Please return every record exactly as written, leaving out the pictures.

Data extracts:
|---|

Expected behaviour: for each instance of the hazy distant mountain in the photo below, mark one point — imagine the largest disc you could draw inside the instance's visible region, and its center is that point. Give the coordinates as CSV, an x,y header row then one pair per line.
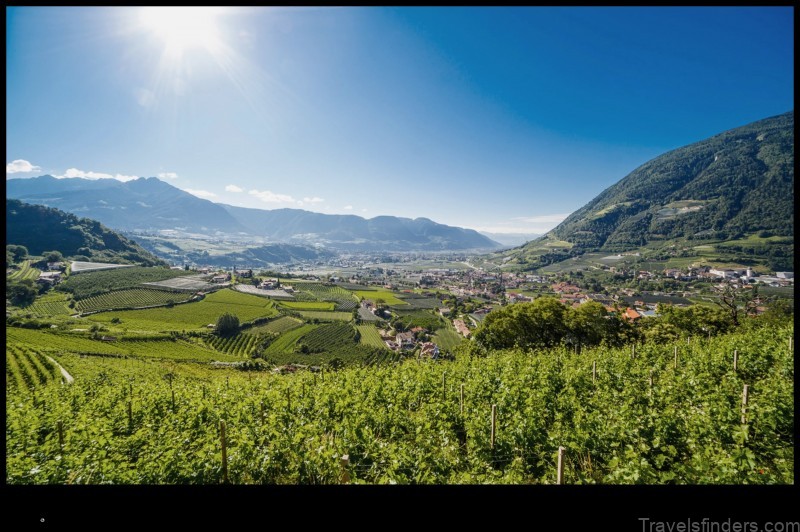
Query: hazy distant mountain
x,y
511,239
353,233
736,183
149,204
42,229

|---|

Answer to this problem:
Expected behaviour: for each instance of the hazy distant mountain in the photo below, mark one point — imagine the largest disc you could draw inside the instance's visible region, and its center is that point. Give the coordinates as CSV, an x,y header row then one pair per line.
Query: hazy distant mountain
x,y
511,239
353,233
736,183
149,204
42,229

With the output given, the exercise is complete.